READING PASSAGE below:

Recognizing Diabetic Clients on Restaurant Menus
By Ted Mazer, MD, President, California Medical Association (2017-18)
As restauranteurs and chefs become more aware of the numbers of diabetics who must limit their choices from today’s menus, I hope they will begin to identify recipes that extend the options for healthy, high-quality, low-sugar options for the more than 1 in 10 Americans that need them.
My wife and I used to frequently enjoy a dessert with coffee or a cappuccino or a glass of port after a dinner out. Her diagnosis of diabetes changed that, although it’s not a big surprise given her strong family history of diabetes.
Roughly 10 percent of the U.S. adult population has diabetes, with 95 percent being type 2 (versus type 1). Another one third of Americans have pre-diabetes. That’s over 100 million potential restaurant customers! (1,2)
While I certainly don’t want to encourage excess calorie consumption, especially in someone with type 2 diabetes, the changes my wife and I had to make to eat out have made us aware of the surprising lack of recognition of diabetic patrons and their needs in restaurants nationwide. And I believe that paying attention to diabetic customers presents an opportunity to both help a major health issue and even increase sales of after-dinner drinks and desserts that can be enjoyed by both diabetic customers and those accompanying them.
We have made a regular habit of asking our server whether there are any sugar-free desserts available, aside from the inevitable response of “We can put a fruit plate together.” And, not surprisingly, the answer is almost always “No, so sorry.” With that answer, the meal is usually over … check please … plus a lost opportunity to please a customer and—from the restaurant’s point of view—raise a check average.
But on the rare occasion that something actually is available, we will often stay and order coffees and dessert, still watching the overall caloric intake. We spend more time at the table, a bit more on our tab, and remember the restaurant’s thoughtfulness for the future, informing friends as well.
Our first such experience was at a Mother’s Day brunch at the Marriott in downtown San Diego. I asked a staff member near the incredible assortment of desserts whether anything was sugar-free on the display. After apologizing, he said he would check with the kitchen. A few minutes later, he found our table and presented a trio of tasty sugar-free pastries for my wife! It was a small gesture with a big impact.

End of READING PASSAGE.
MATERIAL SHOWN below:

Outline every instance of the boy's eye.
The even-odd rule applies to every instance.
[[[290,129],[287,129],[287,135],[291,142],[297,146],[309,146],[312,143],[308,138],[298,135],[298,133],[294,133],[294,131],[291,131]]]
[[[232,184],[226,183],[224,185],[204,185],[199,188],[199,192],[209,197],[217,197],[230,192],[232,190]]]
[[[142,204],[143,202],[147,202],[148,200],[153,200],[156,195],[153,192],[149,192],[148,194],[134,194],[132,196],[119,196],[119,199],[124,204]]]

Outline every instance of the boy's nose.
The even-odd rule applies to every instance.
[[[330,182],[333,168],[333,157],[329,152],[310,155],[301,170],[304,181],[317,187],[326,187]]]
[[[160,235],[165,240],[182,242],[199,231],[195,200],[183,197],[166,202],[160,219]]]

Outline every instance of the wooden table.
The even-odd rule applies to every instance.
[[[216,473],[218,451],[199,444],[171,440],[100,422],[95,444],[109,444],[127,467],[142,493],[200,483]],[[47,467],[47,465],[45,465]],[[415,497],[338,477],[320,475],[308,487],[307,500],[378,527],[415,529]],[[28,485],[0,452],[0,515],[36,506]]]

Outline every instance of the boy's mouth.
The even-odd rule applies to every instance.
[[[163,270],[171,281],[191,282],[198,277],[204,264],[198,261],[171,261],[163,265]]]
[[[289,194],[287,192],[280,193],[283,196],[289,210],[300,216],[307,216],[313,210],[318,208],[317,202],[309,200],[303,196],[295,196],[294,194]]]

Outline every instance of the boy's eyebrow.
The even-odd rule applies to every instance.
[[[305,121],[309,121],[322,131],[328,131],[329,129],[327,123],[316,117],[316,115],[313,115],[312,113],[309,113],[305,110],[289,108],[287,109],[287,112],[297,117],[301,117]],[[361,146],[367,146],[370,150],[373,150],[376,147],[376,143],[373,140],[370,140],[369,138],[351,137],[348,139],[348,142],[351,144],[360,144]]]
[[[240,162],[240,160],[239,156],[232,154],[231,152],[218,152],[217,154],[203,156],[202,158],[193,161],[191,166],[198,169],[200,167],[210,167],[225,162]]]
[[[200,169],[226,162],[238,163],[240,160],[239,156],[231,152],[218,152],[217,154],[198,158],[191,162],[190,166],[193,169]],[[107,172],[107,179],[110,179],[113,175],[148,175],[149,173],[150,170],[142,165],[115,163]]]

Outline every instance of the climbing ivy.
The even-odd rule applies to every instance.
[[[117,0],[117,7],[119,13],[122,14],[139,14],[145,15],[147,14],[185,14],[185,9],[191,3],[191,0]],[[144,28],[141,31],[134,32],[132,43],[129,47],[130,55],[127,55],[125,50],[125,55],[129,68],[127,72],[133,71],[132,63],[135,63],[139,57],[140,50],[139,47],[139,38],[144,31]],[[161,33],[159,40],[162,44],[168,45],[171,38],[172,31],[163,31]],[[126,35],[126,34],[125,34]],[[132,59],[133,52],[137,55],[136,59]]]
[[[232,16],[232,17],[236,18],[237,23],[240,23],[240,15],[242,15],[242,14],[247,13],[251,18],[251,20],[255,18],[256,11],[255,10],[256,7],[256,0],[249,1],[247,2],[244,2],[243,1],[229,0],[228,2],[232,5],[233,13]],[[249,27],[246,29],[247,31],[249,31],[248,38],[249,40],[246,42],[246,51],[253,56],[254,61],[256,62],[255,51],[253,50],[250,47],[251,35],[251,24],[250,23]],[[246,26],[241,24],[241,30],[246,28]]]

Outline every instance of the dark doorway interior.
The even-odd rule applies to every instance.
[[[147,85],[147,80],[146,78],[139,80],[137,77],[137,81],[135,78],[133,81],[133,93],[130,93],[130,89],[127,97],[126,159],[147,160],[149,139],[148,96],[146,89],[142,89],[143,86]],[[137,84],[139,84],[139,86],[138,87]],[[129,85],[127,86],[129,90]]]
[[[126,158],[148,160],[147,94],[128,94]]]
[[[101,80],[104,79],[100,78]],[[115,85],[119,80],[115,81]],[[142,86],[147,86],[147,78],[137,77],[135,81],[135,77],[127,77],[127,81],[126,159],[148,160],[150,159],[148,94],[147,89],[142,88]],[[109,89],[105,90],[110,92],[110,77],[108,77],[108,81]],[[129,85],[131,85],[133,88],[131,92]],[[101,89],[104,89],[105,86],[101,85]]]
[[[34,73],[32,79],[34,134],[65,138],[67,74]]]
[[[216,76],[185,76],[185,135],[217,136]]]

End of MATERIAL SHOWN.

APPLY WHAT YOU READ:
- a) In the article on diabetic restaurant clients, which items does the author say he and his wife used to enjoy after a dinner out, before her diagnosis?
- b) Return, word for word, everything in the article on diabetic restaurant clients from "We have made" down to "a check average.".
These records are not required for the work that follows.

ANSWERS IN ORDER:
- a) A dessert, coffee, a cappuccino, and a glass of port.

- b)
We have made a regular habit of asking our server whether there are any sugar-free desserts available, aside from the inevitable response of “We can put a fruit plate together.” And, not surprisingly, the answer is almost always “No, so sorry.” With that answer, the meal is usually over … check please … plus a lost opportunity to please a customer and—from the restaurant’s point of view—raise a check average.